University of Minnesota advisers need more first-gen focus, students say

The University of Minnesota’s first-generation student population feels mostly supported by their advisers, but those students want their advisers to help navigate their university experience.

Bavi Weston, associate director of advising of CLA, in her advising office in Minneapolis, Minn. in Johnston Hall on Tuesday, April 16, 2024. According to Weston, advising staff turnover has been a significant challenge for CLA (AccessU/Gabriel Castilho). 

When first-generation students come to the University of Minnesota, their biggest challenges are often having to ask the most fundamental questions: How do I send an email? Do I need a laptop? Is this question too dumb to ask? 

Such questions reflect what first-generation students often do not know about the so-called “hidden curriculum” — implicit social or cultural expectations that can influence student success. 

Academic advisers are often best positioned to help first-generation students navigate the hidden curriculum, especially if those advisers understand that students may lack information most students usually know.

Yet at the University of Minnesota, where advising is housed in separate colleges and departments, the needs of first-generation students may not always be a priority — despite the major gains advising has made during the past decade to serve first-generation students.

┄┄┄┄┄┄┄┄┄┄┄┄┄┄┄┄┄┄┄┄

■ **BRIEF 1**: Duplicate the passage of the article on University of Minnesota advisers starting with "University of Minnesota advisers" and going on through "their university experience.".
■ **BRIEF 2**: According to Bavi Weston in the article on University of Minnesota advisers, what has been a significant challenge for CLA?
The data after this point has no connection to the article on University of Minnesota advisers.

■ **PROVIDED MATERIAL**:
┄┄┄┄┄┄┄┄┄┄┄┄┄┄┄┄┄┄┄┄

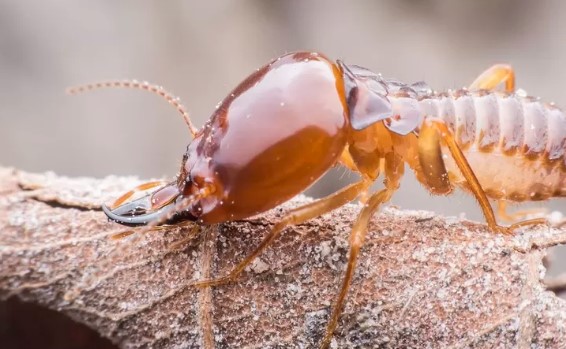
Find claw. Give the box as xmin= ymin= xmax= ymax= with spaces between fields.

┄┄┄┄┄┄┄┄┄┄┄┄┄┄┄┄┄┄┄┄

■ **REPLY 1**:
University of Minnesota advisers need more first-gen focus, students say

The University of Minnesota’s first-generation student population feels mostly supported by their advisers, but those students want their advisers to help navigate their university experience.

■ **REPLY 2**: Advising staff turnover.